* AIM OF THE TASK
Copy out the final stretch of the listing: the line that contains "Category: orchid flower spike" and all lines after it, exactly as they appear.

+ + + + + + +

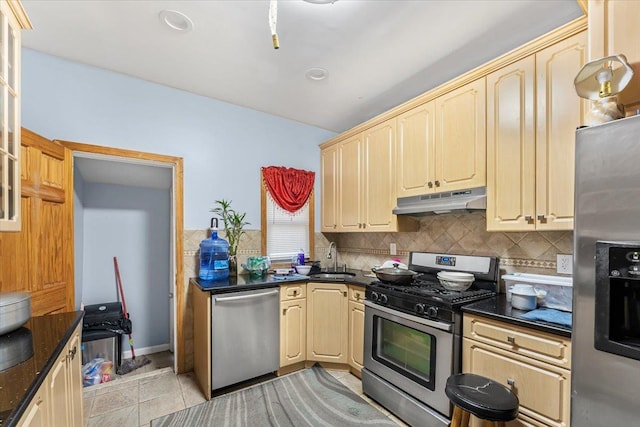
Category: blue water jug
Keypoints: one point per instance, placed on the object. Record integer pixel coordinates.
(214, 256)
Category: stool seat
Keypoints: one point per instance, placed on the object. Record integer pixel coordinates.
(482, 397)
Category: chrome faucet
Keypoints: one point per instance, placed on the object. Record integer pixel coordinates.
(332, 245)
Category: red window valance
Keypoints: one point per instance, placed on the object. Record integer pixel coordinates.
(290, 188)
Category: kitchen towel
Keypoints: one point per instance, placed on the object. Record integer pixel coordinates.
(549, 315)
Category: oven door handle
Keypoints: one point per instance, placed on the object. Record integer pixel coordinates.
(443, 326)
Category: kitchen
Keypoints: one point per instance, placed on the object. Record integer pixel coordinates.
(356, 250)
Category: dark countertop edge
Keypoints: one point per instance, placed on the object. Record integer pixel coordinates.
(18, 411)
(359, 280)
(499, 308)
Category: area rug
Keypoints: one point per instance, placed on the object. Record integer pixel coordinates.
(311, 397)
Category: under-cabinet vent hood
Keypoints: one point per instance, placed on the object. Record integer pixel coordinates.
(474, 198)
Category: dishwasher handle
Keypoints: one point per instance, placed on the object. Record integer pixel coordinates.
(245, 297)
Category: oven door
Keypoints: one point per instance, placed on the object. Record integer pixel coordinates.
(412, 353)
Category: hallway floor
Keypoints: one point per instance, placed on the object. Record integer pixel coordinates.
(154, 390)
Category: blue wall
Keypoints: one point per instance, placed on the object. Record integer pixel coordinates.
(223, 145)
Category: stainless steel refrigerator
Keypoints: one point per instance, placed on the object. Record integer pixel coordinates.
(605, 366)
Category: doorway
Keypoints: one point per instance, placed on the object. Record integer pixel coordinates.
(134, 208)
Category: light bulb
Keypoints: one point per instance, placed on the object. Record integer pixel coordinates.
(604, 78)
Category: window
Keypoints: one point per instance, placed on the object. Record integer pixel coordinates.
(284, 233)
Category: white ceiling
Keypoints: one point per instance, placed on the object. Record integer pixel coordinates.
(378, 53)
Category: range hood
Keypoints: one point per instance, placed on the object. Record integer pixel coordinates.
(474, 198)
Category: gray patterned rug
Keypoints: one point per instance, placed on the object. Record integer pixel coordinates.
(311, 397)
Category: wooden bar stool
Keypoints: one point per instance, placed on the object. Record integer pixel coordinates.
(486, 399)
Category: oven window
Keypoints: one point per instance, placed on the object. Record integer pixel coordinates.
(406, 350)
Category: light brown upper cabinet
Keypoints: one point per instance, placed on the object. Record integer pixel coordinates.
(614, 29)
(441, 144)
(12, 20)
(532, 114)
(365, 184)
(329, 183)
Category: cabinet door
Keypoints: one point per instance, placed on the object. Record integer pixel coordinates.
(559, 112)
(293, 328)
(329, 183)
(416, 151)
(37, 413)
(511, 151)
(58, 397)
(379, 177)
(350, 181)
(356, 335)
(543, 390)
(461, 138)
(74, 367)
(327, 322)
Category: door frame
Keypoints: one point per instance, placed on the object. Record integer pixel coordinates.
(177, 335)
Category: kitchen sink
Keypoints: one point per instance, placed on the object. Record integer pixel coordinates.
(332, 275)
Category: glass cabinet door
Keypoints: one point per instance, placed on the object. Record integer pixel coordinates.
(9, 119)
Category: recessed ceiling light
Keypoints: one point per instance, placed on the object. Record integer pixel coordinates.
(316, 74)
(176, 20)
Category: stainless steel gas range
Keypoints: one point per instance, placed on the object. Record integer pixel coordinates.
(413, 336)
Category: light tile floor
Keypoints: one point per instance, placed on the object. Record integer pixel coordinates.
(152, 391)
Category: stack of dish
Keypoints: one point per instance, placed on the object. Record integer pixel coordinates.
(455, 281)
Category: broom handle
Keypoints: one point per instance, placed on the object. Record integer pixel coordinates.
(124, 304)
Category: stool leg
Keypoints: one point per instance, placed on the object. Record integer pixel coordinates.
(456, 419)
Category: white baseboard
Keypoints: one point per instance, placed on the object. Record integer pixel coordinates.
(143, 350)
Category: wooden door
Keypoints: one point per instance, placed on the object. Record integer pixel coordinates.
(511, 192)
(39, 258)
(379, 177)
(350, 182)
(327, 322)
(416, 151)
(293, 331)
(329, 188)
(559, 112)
(461, 138)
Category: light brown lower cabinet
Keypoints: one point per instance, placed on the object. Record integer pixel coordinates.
(327, 322)
(356, 328)
(58, 401)
(293, 324)
(534, 365)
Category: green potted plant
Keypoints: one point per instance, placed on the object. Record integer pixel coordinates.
(234, 223)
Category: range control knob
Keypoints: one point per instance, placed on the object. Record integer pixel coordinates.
(432, 311)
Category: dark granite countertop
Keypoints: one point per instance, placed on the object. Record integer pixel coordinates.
(18, 384)
(245, 282)
(500, 309)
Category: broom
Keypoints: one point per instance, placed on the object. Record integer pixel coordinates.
(133, 363)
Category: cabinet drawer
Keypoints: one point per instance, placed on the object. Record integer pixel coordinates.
(295, 291)
(542, 346)
(356, 293)
(543, 389)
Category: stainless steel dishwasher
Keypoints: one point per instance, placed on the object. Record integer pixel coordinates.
(245, 335)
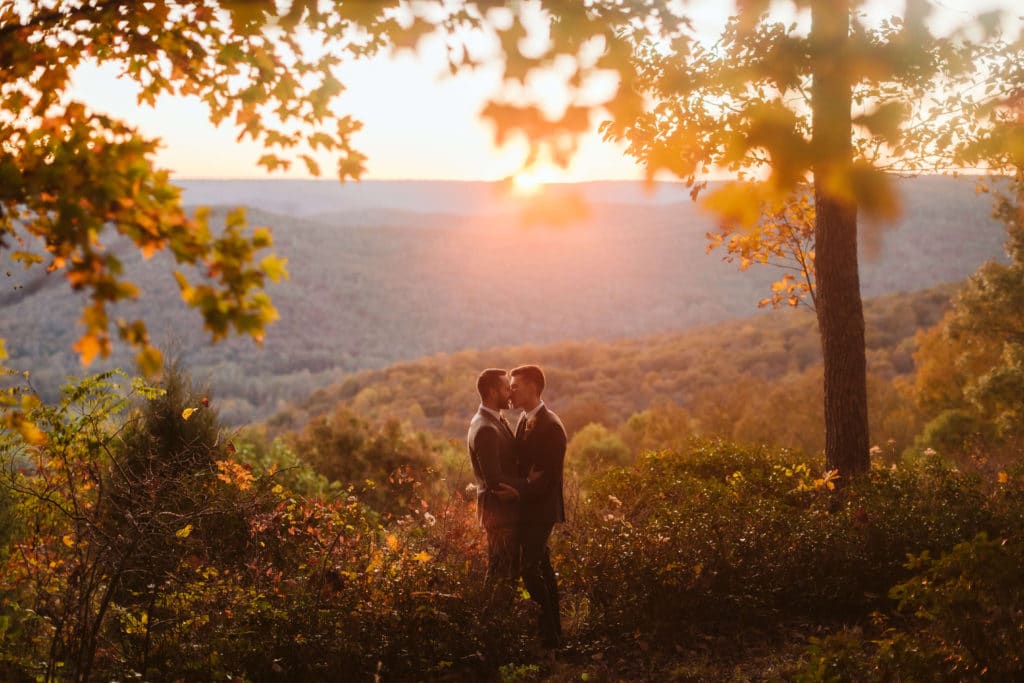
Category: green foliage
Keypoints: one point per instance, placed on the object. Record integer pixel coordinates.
(745, 535)
(958, 617)
(751, 380)
(384, 465)
(594, 450)
(972, 377)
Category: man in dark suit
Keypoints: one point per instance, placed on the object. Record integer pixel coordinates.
(541, 439)
(493, 453)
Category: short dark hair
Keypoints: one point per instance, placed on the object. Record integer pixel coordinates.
(531, 374)
(488, 380)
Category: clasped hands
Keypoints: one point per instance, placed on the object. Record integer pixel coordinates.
(508, 494)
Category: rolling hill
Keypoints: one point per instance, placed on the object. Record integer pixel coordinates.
(390, 271)
(755, 378)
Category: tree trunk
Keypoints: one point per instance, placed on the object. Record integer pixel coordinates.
(840, 310)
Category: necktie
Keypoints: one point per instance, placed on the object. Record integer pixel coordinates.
(505, 423)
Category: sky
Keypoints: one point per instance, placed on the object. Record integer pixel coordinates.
(418, 123)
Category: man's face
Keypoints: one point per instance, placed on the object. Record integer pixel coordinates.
(523, 391)
(503, 392)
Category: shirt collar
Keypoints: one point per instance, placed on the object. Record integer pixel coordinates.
(537, 409)
(496, 414)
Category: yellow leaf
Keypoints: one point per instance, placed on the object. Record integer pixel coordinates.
(88, 347)
(31, 433)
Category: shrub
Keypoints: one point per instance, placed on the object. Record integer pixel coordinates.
(726, 534)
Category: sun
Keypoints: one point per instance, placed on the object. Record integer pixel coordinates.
(528, 182)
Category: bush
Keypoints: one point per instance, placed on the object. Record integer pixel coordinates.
(726, 534)
(960, 617)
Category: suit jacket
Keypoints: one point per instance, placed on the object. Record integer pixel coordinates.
(493, 452)
(543, 447)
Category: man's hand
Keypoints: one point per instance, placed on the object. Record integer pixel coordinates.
(506, 493)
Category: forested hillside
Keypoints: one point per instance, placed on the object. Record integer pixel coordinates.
(406, 269)
(753, 379)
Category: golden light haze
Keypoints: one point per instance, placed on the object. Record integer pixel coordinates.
(418, 122)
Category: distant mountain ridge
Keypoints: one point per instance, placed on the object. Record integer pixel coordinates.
(450, 266)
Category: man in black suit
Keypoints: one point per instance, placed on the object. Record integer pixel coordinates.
(493, 453)
(541, 439)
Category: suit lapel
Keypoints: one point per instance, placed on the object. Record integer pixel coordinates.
(521, 433)
(501, 424)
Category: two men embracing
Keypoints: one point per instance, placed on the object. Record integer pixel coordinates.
(519, 485)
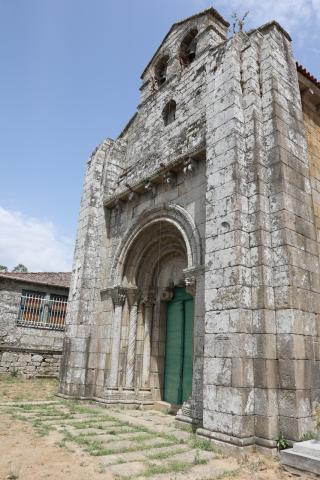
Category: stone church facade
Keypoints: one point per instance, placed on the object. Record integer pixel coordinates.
(196, 267)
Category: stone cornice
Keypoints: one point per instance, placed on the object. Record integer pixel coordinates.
(185, 163)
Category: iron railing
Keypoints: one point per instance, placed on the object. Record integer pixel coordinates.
(41, 312)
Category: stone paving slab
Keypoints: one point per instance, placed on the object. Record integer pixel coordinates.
(138, 456)
(131, 469)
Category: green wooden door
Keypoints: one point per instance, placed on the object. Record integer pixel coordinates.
(179, 345)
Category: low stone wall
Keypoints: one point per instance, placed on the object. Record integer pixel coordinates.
(30, 363)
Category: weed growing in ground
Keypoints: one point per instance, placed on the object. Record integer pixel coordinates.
(171, 467)
(201, 444)
(12, 476)
(198, 460)
(168, 453)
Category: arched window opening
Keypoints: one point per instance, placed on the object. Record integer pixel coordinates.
(188, 48)
(169, 112)
(161, 70)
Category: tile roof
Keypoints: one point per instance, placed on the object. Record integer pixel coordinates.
(57, 279)
(307, 74)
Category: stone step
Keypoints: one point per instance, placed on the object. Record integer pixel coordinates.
(300, 461)
(137, 456)
(118, 445)
(209, 471)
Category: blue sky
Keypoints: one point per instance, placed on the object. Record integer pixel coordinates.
(70, 77)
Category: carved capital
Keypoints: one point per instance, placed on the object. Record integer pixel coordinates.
(190, 283)
(190, 278)
(148, 298)
(133, 295)
(118, 294)
(166, 294)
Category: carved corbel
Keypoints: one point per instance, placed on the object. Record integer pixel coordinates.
(133, 197)
(118, 207)
(148, 298)
(307, 94)
(151, 187)
(133, 295)
(169, 178)
(189, 166)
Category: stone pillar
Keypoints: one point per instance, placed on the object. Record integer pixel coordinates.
(118, 297)
(148, 301)
(133, 296)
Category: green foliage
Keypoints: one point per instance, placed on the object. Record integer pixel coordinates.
(317, 419)
(156, 469)
(201, 444)
(20, 268)
(198, 460)
(310, 435)
(282, 442)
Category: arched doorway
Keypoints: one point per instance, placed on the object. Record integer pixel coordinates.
(178, 348)
(153, 277)
(155, 266)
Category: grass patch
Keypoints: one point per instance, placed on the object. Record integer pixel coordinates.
(166, 454)
(198, 460)
(15, 388)
(201, 444)
(228, 474)
(171, 467)
(12, 476)
(310, 435)
(41, 428)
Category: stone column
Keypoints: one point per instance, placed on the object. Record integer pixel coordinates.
(118, 297)
(133, 296)
(148, 301)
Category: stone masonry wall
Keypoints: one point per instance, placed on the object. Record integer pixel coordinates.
(312, 128)
(253, 201)
(25, 350)
(28, 364)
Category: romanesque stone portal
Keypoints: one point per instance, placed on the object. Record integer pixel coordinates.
(196, 268)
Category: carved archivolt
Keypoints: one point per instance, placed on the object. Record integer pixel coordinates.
(170, 220)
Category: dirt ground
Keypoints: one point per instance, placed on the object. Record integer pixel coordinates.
(76, 441)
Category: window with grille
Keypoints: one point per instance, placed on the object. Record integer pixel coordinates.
(169, 112)
(37, 309)
(188, 48)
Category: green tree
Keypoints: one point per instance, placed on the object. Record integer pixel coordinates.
(20, 268)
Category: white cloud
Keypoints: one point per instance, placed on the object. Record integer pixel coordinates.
(294, 15)
(33, 242)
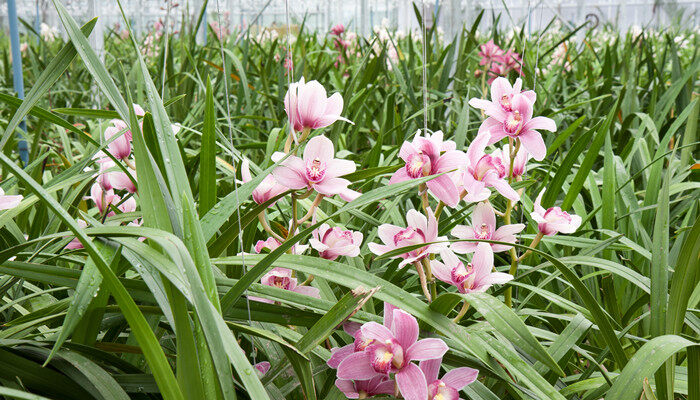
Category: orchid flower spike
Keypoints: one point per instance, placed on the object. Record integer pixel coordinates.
(431, 155)
(484, 227)
(484, 171)
(554, 219)
(317, 170)
(476, 276)
(419, 230)
(308, 107)
(332, 243)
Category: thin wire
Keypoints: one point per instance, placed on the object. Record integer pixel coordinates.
(425, 73)
(233, 160)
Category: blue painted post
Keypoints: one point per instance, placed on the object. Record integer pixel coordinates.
(18, 80)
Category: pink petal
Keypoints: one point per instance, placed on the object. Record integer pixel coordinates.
(404, 328)
(373, 330)
(534, 144)
(427, 349)
(431, 369)
(458, 378)
(412, 383)
(444, 189)
(319, 147)
(356, 366)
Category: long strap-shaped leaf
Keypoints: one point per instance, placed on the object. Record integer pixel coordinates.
(149, 343)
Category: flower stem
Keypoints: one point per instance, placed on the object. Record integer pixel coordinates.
(462, 312)
(423, 283)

+ + + + + + +

* FULL ANSWER
Category: orchid flower spike
Keypoints: one point per instance, placed on the object. Record integer pixel coordinates.
(431, 155)
(484, 227)
(484, 171)
(554, 219)
(317, 170)
(476, 276)
(419, 230)
(308, 107)
(332, 243)
Category: thin wire
Keypoints: one point per instance, placed on the object. Record integer pixel coordinates.
(425, 73)
(233, 160)
Category: blue painted post
Keypoints: one point per instance, placed on the object. Record integer pixel coordinates.
(18, 80)
Category: pink petal
Keypoints: one point per instance, placed on the object. Record integer pixel coordinates.
(404, 328)
(373, 330)
(534, 144)
(427, 349)
(431, 369)
(458, 378)
(412, 383)
(444, 189)
(319, 147)
(356, 366)
Category: long strap-shaped leaf
Keypoints: one point per instance, placed on the object. Record integer pixel coordinates.
(149, 343)
Category: flower stem
Keypoints: one point per instance, placed on the object. Record integer pixel coordinates.
(462, 312)
(423, 283)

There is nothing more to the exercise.